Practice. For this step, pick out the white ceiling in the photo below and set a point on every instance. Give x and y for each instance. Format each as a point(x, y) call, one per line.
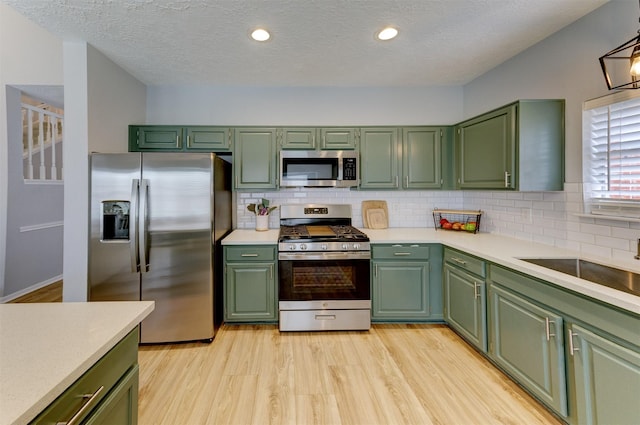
point(314, 43)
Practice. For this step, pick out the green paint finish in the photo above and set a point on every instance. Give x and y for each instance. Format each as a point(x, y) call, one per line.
point(464, 301)
point(526, 340)
point(335, 138)
point(210, 139)
point(606, 379)
point(300, 138)
point(254, 158)
point(517, 147)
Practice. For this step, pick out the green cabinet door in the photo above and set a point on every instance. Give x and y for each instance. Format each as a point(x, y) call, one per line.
point(526, 340)
point(400, 290)
point(155, 138)
point(464, 305)
point(250, 292)
point(216, 139)
point(301, 138)
point(338, 138)
point(421, 158)
point(254, 158)
point(379, 150)
point(606, 379)
point(485, 149)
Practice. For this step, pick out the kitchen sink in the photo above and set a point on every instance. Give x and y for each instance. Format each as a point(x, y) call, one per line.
point(612, 277)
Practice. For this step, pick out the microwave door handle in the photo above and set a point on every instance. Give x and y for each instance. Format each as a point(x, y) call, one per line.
point(133, 226)
point(143, 234)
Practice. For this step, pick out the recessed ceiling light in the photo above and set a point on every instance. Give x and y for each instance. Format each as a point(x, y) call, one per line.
point(386, 33)
point(260, 34)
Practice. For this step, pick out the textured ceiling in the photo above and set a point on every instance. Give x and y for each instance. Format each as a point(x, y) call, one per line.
point(314, 42)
---+---
■ ACTIVITY: Copy out the records exactly. Do not include the pictures.

■ EXPECTED ANSWER:
Practice. For this step, pick out the white ceiling in the photo below and set a point on every instance. Give x and y for each instance. Format each as a point(x, y) call, one per line.
point(314, 43)
Practice. For this step, pick out the green paint finish in the photo above and set a point on every instance. Give x and y for each instance. Format each as a point(x, y) call, one per line.
point(464, 301)
point(526, 340)
point(335, 138)
point(210, 139)
point(606, 379)
point(300, 138)
point(254, 158)
point(517, 147)
Practice. For this step, pick out the green cabinet door in the photo above and set a point on every instance. Give x and y for each instance. Format each as a point(x, y) call, one per line.
point(526, 340)
point(400, 290)
point(155, 138)
point(464, 305)
point(250, 292)
point(216, 139)
point(301, 138)
point(338, 138)
point(421, 158)
point(254, 158)
point(379, 150)
point(606, 379)
point(485, 149)
Practice. For this step, pick out the kitchen sink in the photo above and set a point on every instance. Give x and y for each instance. Format each as a point(x, y) call, one per line.
point(612, 277)
Practice. For this step, pick out the microwave door handle in the photo above and set a point on every instance. Give x and y for each instance. Format each as a point(x, y) call, one per line.
point(133, 226)
point(143, 234)
Practice. For this step, pick out the recessed ceiling light in the photo above and set a point on every instance. Give x and y for each instance. Format each as a point(x, y) call, one per line.
point(386, 33)
point(260, 34)
Practice. For this step, pick out the textured ceiling in the photo above and set a point on every instance. Give x and y for each instance. Format each as a point(x, y) call, one per line.
point(314, 42)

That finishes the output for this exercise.